TASK INPUTS:
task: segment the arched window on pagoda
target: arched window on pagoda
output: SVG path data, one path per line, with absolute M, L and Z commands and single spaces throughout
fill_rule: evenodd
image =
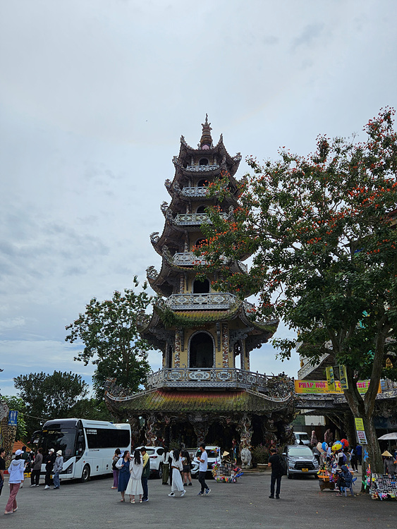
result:
M 193 294 L 207 294 L 209 292 L 209 281 L 208 279 L 193 281 Z
M 207 332 L 197 332 L 189 344 L 189 367 L 213 367 L 214 344 L 212 336 Z
M 207 243 L 208 241 L 207 239 L 197 239 L 195 245 L 197 248 L 200 248 L 203 245 L 207 244 Z
M 205 180 L 205 178 L 202 178 L 201 180 L 199 180 L 197 183 L 197 188 L 207 188 L 208 187 L 209 182 L 208 180 Z
M 167 369 L 171 369 L 172 367 L 172 346 L 169 346 L 168 354 L 166 355 L 166 367 Z

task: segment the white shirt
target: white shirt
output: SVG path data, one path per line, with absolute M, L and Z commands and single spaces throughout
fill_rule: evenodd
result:
M 208 454 L 207 454 L 205 450 L 204 451 L 204 452 L 201 453 L 200 458 L 200 459 L 204 460 L 204 463 L 200 461 L 199 472 L 207 472 L 207 470 L 208 470 L 208 464 L 207 462 L 208 459 Z

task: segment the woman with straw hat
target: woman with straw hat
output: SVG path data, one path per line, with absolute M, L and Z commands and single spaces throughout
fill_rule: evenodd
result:
M 385 450 L 385 451 L 382 454 L 383 457 L 384 458 L 384 473 L 385 474 L 396 474 L 396 466 L 397 466 L 397 461 L 396 459 L 393 458 L 393 456 L 391 454 L 390 454 L 389 451 L 387 450 Z

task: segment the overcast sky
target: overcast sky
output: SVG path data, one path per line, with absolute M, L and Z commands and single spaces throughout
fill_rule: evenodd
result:
M 395 0 L 0 0 L 1 393 L 42 370 L 91 382 L 65 326 L 159 269 L 181 135 L 197 145 L 207 112 L 214 142 L 261 159 L 359 133 L 396 105 L 396 20 Z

YOUR INSTRUCTIONS: Substitute "outline" for every occurrence of "segment" in the lines above, change nothing else, and leave the pictures out of your copy.

OUTPUT FOR THIS TASK:
task: outline the arched window on pagoda
target: arched window on pagoda
output: SVG path data, one path per line, with absolute M, L and Z commands and single spaces throughout
fill_rule: evenodd
image =
result:
M 193 294 L 207 294 L 209 292 L 209 281 L 208 279 L 193 281 Z
M 207 332 L 197 332 L 189 344 L 189 367 L 213 367 L 214 344 L 212 336 Z
M 207 243 L 208 241 L 207 239 L 197 239 L 195 245 L 197 248 L 200 248 L 203 245 L 207 244 Z
M 205 180 L 205 178 L 202 178 L 201 180 L 199 180 L 197 183 L 197 188 L 207 188 L 208 187 L 209 182 L 208 180 Z
M 167 369 L 171 369 L 172 367 L 172 346 L 169 346 L 168 354 L 166 355 L 166 367 Z

task: outline the white shirt
target: white shirt
output: SVG path data, one path per line, with absolute M, L and Z commands and single spaces throughout
fill_rule: evenodd
result:
M 208 454 L 207 454 L 205 450 L 204 451 L 204 452 L 201 453 L 200 458 L 200 459 L 204 460 L 204 463 L 200 461 L 199 472 L 207 472 L 207 470 L 208 470 L 208 464 L 207 462 L 208 459 Z

task: outline the woman with straw hat
target: woman with straw hat
output: SVG path data, one path per line, with absolute M, L and Z commands and single spaces throughout
fill_rule: evenodd
result:
M 385 450 L 385 451 L 382 454 L 383 457 L 384 458 L 384 473 L 385 474 L 396 474 L 396 466 L 397 466 L 397 461 L 396 459 L 393 458 L 393 456 L 391 454 L 390 454 L 389 451 L 387 450 Z

task: outline the overcast sky
target: overcast sky
output: SVG path data, one path per line, with absolute M, L and Z commands and single spaces throughout
fill_rule: evenodd
result:
M 395 0 L 0 0 L 1 393 L 42 370 L 91 382 L 65 326 L 159 269 L 181 135 L 197 145 L 207 112 L 214 142 L 261 159 L 359 133 L 396 105 L 396 20 Z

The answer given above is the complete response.